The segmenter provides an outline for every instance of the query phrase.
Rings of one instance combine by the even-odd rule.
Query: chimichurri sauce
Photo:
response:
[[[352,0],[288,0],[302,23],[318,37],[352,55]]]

● ● ● ● ● ● ●

_Work to do_
Write out all of these rows again, requests included, and add 31 to every coordinate in the polygon outlines of the answers.

_Task result_
The segmenter provides an outline for every instance of the query phrase.
Rings of one instance combine by the even-odd rule.
Query: chimichurri sauce
Photo:
response:
[[[383,31],[319,31],[333,54],[349,68],[383,86]]]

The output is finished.